● Aim of the task
Every line of the entries below that includes "woman" belongs in the answer, copied as written.

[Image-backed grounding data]
------
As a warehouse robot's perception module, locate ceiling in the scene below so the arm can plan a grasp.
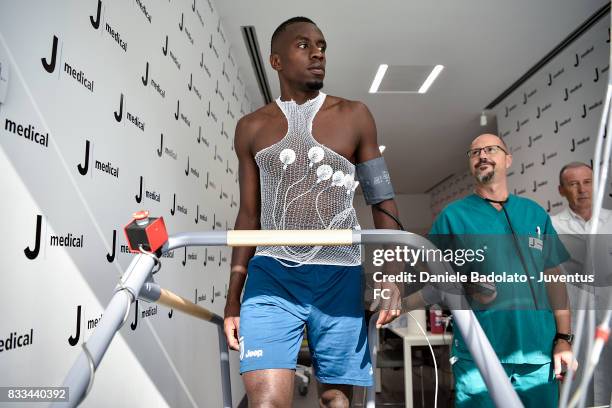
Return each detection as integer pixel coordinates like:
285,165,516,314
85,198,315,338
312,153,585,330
215,0,608,193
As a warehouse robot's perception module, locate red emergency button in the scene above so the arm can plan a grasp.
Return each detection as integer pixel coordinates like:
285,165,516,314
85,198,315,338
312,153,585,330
133,210,149,220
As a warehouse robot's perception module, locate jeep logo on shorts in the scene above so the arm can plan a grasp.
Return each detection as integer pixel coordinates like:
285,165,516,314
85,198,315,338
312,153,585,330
245,349,263,358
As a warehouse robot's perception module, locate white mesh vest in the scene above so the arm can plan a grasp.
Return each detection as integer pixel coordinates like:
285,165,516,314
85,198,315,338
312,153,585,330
254,92,362,266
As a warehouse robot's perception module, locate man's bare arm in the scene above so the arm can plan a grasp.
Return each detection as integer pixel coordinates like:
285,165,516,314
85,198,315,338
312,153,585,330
543,266,571,331
354,102,402,326
224,116,261,349
354,102,401,230
544,266,577,377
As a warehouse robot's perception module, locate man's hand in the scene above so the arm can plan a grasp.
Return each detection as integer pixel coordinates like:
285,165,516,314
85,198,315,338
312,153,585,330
370,281,402,328
553,340,578,380
224,300,241,351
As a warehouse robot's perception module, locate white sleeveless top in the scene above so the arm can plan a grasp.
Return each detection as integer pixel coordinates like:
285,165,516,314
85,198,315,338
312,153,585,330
253,92,362,266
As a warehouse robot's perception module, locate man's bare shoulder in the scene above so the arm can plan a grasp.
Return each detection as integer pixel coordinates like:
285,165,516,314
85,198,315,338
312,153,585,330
324,95,371,118
236,102,279,133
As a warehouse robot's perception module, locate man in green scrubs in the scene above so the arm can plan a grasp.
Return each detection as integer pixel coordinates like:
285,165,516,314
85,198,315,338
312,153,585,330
429,133,577,407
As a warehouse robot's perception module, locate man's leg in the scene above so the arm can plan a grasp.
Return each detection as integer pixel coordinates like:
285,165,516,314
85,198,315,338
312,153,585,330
307,263,373,407
239,256,310,407
243,369,295,408
317,382,353,408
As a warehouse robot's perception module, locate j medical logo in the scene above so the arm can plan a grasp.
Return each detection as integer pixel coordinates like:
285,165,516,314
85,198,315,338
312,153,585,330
114,93,145,131
553,117,571,135
527,134,543,148
157,134,178,160
134,176,161,204
163,35,182,70
522,88,537,104
175,99,191,127
595,64,609,83
42,35,94,92
179,13,194,45
130,300,157,330
77,140,119,179
193,0,204,27
515,117,529,133
546,200,563,213
520,162,534,175
541,151,558,166
529,236,543,251
211,284,222,303
185,155,200,177
570,136,591,152
578,45,594,65
209,34,219,59
207,100,218,122
535,103,551,120
222,62,230,83
170,193,188,216
194,204,208,224
547,67,565,87
24,213,84,259
563,82,583,102
583,99,603,119
142,62,166,98
532,179,548,193
90,2,127,52
215,80,225,101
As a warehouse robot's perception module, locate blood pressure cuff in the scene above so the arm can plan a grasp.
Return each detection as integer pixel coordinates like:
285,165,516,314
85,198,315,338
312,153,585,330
355,157,395,205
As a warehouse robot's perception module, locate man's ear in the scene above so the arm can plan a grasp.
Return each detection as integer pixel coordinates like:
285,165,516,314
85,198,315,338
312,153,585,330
505,153,513,169
558,184,566,198
270,53,282,72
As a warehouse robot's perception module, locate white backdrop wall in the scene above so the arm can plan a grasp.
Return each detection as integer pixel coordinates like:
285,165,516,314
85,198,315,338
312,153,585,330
0,0,252,406
431,14,611,218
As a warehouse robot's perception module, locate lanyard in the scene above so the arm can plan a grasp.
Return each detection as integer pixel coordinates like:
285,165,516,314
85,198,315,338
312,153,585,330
483,196,540,309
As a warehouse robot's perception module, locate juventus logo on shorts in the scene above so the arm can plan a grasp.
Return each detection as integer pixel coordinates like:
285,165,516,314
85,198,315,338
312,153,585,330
239,336,244,361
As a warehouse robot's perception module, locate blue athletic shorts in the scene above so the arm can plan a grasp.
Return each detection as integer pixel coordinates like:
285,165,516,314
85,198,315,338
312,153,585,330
239,255,373,386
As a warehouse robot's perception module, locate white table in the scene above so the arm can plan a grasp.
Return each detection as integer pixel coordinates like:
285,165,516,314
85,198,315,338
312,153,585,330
389,327,450,408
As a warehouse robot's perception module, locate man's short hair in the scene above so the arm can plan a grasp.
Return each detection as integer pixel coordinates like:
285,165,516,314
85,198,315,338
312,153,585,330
559,161,592,186
271,16,317,53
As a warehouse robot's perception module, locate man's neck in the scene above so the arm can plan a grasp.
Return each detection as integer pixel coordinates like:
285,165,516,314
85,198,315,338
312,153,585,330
279,83,320,104
570,205,592,222
474,181,509,209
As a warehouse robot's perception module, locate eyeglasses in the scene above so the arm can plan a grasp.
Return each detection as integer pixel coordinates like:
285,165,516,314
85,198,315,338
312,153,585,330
466,145,508,159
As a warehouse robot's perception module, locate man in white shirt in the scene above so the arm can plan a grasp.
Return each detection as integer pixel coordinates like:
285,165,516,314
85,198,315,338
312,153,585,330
551,161,612,406
552,162,612,235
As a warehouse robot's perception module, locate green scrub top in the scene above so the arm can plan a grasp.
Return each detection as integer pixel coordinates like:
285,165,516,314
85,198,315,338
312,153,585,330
429,194,569,364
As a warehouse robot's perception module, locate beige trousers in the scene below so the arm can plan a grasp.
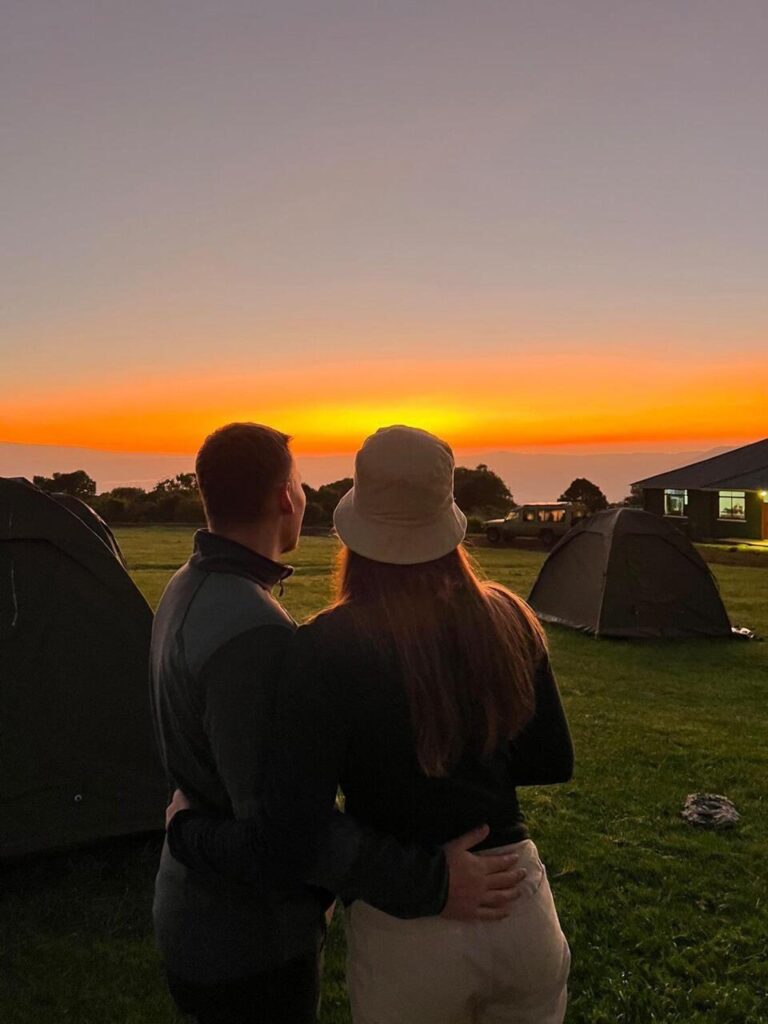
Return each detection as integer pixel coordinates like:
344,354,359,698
344,840,570,1024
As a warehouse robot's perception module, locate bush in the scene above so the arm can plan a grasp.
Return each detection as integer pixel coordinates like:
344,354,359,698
465,515,486,534
302,502,328,528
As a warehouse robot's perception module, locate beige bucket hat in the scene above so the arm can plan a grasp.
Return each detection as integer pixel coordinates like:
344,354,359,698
333,425,467,565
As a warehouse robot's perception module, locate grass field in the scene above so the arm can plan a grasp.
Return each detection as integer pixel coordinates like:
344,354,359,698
2,527,767,1023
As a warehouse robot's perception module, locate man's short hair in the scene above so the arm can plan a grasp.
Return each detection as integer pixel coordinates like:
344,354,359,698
195,423,293,529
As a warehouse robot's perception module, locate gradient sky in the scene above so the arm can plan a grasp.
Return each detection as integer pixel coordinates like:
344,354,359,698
2,1,766,456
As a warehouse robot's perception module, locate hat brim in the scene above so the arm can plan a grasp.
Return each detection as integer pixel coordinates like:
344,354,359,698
333,488,468,565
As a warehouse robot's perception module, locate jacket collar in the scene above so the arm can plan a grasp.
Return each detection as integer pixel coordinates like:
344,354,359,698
190,529,294,591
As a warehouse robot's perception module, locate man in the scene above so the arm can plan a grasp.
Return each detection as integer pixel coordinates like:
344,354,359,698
151,422,524,1024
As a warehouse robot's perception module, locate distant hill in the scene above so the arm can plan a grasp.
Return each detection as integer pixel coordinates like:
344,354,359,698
1,440,734,502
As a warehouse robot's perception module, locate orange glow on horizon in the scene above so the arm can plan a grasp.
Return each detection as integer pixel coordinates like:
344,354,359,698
2,351,765,455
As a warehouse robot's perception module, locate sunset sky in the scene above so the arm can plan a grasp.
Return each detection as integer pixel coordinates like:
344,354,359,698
2,1,766,458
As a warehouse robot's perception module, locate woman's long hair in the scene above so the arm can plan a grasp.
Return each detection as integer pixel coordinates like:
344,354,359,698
321,544,546,777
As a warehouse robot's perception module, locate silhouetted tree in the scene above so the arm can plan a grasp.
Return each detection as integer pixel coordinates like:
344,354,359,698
302,502,327,527
559,477,608,514
152,473,198,495
33,470,97,499
300,483,327,528
454,465,514,516
91,486,146,523
109,486,147,500
145,473,202,521
317,478,354,520
91,476,204,524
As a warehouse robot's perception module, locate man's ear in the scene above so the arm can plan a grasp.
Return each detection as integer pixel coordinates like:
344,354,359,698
277,483,294,515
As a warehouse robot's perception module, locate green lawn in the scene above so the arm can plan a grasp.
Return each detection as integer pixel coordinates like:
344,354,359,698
1,528,766,1023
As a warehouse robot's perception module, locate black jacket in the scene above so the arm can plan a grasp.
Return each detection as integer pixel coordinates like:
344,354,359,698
167,588,574,902
150,531,447,983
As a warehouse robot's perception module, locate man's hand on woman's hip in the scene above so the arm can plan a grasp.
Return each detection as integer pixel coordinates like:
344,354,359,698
441,825,525,921
166,788,191,828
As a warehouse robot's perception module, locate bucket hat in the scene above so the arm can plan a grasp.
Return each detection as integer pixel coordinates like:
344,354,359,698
333,425,467,565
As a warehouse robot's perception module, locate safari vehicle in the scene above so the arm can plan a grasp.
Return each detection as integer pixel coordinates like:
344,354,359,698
484,502,585,547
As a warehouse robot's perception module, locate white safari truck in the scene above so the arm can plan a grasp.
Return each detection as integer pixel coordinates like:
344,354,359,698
484,502,585,547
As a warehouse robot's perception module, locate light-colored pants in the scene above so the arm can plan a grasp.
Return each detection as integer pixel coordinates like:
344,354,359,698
344,839,570,1024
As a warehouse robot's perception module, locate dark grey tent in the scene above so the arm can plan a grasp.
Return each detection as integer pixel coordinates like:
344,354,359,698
528,507,732,638
0,477,165,857
47,491,125,563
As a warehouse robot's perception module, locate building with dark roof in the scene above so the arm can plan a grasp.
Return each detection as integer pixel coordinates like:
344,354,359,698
632,438,768,541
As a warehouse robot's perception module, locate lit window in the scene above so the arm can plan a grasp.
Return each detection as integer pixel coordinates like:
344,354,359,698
664,489,687,516
551,509,566,523
506,510,520,521
719,491,746,521
523,509,537,522
538,510,552,522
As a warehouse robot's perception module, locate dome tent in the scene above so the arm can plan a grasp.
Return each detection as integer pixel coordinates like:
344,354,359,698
0,477,165,857
528,507,732,639
46,490,125,562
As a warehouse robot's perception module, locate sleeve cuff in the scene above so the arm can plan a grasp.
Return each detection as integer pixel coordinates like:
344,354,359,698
167,808,206,867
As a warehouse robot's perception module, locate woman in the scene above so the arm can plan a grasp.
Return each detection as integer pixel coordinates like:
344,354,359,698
170,424,574,1023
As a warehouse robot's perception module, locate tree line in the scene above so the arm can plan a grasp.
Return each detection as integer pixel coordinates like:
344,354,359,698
31,465,629,528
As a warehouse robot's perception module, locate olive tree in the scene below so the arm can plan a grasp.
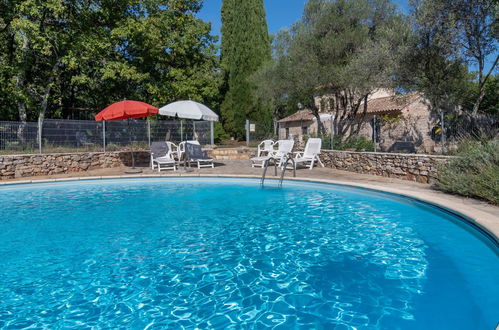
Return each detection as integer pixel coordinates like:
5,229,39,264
254,0,411,136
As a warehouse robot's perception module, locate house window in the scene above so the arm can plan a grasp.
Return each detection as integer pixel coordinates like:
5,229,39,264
302,126,308,135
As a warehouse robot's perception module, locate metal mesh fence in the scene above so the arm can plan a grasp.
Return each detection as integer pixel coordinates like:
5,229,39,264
105,120,149,151
42,119,104,153
0,121,39,154
246,120,277,147
0,119,213,155
149,120,212,145
274,112,498,155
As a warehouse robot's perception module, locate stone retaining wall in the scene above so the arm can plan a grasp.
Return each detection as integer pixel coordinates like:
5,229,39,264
0,148,254,180
0,151,151,180
321,150,452,183
208,147,254,160
1,149,452,183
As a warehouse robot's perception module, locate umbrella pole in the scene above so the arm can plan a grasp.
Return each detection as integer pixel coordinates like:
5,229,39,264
129,119,136,168
124,118,142,174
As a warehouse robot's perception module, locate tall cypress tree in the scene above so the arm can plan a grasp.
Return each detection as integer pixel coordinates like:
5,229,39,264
221,0,271,138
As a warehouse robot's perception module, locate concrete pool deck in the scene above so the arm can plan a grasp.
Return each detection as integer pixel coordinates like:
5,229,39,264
1,159,498,243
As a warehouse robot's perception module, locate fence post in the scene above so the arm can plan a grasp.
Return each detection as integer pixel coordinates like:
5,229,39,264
102,121,106,152
330,118,334,150
38,118,42,154
180,120,183,141
441,112,445,154
147,119,151,148
210,121,214,145
245,120,250,146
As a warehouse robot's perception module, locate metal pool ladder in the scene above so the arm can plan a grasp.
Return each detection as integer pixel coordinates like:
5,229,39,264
260,156,296,187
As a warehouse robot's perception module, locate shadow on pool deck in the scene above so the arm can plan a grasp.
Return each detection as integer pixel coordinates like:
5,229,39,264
2,159,498,241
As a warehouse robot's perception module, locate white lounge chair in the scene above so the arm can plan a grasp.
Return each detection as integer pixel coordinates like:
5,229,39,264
185,142,214,168
166,141,179,160
151,142,176,172
178,140,200,160
294,138,324,170
257,139,275,157
251,139,294,168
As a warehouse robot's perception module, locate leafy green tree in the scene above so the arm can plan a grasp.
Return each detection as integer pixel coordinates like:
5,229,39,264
462,74,499,115
220,0,271,138
254,0,410,136
404,0,498,114
0,0,220,124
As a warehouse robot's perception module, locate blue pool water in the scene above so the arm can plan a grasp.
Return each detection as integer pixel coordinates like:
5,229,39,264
0,178,497,329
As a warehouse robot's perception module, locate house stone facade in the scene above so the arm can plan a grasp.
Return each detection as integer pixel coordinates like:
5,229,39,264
278,91,441,153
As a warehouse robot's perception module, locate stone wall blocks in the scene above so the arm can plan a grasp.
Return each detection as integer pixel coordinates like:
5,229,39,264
323,150,451,183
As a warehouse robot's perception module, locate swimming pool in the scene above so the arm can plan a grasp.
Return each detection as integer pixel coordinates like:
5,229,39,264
0,178,497,328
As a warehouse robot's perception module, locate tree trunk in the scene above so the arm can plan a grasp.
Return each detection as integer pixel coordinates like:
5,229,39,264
36,60,60,146
15,32,29,144
351,94,368,136
311,105,325,136
37,83,51,139
472,54,498,115
15,76,28,145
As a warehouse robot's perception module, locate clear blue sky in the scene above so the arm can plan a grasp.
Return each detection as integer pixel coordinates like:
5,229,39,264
198,0,410,38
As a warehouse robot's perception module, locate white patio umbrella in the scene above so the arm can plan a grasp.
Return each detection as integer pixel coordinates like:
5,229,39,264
158,100,219,122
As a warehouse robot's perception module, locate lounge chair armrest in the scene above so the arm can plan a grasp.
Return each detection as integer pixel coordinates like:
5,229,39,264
294,152,304,158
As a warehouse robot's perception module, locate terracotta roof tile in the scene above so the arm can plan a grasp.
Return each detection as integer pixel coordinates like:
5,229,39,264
364,93,421,114
278,93,422,123
278,109,315,123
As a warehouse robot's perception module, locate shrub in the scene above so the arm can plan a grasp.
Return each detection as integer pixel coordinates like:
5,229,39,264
311,134,375,151
437,139,499,204
214,122,229,144
350,136,375,152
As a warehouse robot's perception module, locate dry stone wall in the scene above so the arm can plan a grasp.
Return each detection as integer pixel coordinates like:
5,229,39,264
1,149,452,184
0,152,138,180
0,148,253,180
321,150,452,183
208,147,254,160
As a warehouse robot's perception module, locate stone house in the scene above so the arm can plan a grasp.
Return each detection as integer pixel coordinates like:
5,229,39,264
277,109,323,139
278,91,441,153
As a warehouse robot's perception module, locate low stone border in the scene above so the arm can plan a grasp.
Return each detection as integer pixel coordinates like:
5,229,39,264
1,174,497,243
0,148,255,180
208,147,254,160
0,151,150,180
321,150,453,184
1,149,453,183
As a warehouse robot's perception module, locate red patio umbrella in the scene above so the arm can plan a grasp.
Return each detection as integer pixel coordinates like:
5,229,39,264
95,100,158,121
95,100,158,173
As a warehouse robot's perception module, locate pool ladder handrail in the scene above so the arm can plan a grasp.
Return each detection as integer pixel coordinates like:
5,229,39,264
278,156,296,187
260,155,296,187
260,157,278,187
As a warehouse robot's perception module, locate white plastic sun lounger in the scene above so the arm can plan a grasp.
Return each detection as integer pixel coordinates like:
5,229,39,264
185,142,214,169
151,142,176,172
257,139,275,157
166,141,180,160
251,139,294,168
294,138,324,170
178,140,200,161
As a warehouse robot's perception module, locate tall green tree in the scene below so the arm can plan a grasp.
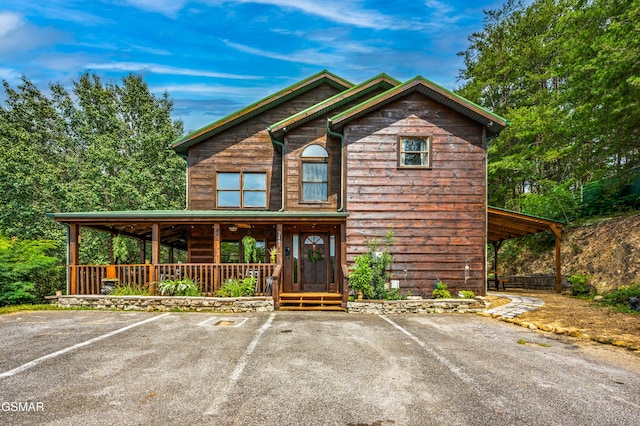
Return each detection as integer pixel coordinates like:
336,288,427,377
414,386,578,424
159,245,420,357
457,0,639,218
0,73,186,263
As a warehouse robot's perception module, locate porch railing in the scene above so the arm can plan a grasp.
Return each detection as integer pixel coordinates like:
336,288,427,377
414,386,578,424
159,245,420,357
69,263,278,296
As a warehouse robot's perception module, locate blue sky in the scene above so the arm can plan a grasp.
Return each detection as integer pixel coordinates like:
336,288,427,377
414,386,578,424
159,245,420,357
0,0,504,134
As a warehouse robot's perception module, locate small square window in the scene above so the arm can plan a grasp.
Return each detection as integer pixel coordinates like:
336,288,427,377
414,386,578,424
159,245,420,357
399,137,430,168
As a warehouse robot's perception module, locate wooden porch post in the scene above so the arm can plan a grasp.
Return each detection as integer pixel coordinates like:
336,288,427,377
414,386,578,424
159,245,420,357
213,223,221,290
274,223,283,309
550,224,563,293
276,223,283,264
109,233,115,264
69,223,79,295
150,223,161,286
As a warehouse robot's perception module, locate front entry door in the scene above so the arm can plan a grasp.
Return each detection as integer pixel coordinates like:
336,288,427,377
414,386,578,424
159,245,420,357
301,234,328,292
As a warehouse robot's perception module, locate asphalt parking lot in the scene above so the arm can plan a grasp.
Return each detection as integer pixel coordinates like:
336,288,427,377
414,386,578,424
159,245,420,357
1,310,639,425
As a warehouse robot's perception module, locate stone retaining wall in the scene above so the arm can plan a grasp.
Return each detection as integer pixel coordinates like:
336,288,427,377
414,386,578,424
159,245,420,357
347,297,489,314
56,295,488,314
56,295,273,312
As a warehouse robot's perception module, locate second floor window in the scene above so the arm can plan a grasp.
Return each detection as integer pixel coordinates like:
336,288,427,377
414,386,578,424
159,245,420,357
301,144,328,202
399,136,431,168
217,172,267,208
------
● Exercise answer
As a warehouse robot's perception module, locate woman's long hair in the scene above so the arm can plan a grasp.
As a warehouse robot's perception module, locate man's hand on woman's hip in the scene above so the arm can plan a grasp.
As a warehouse robot's perception module, locate woman in the scene above so the arm can plan a grasp.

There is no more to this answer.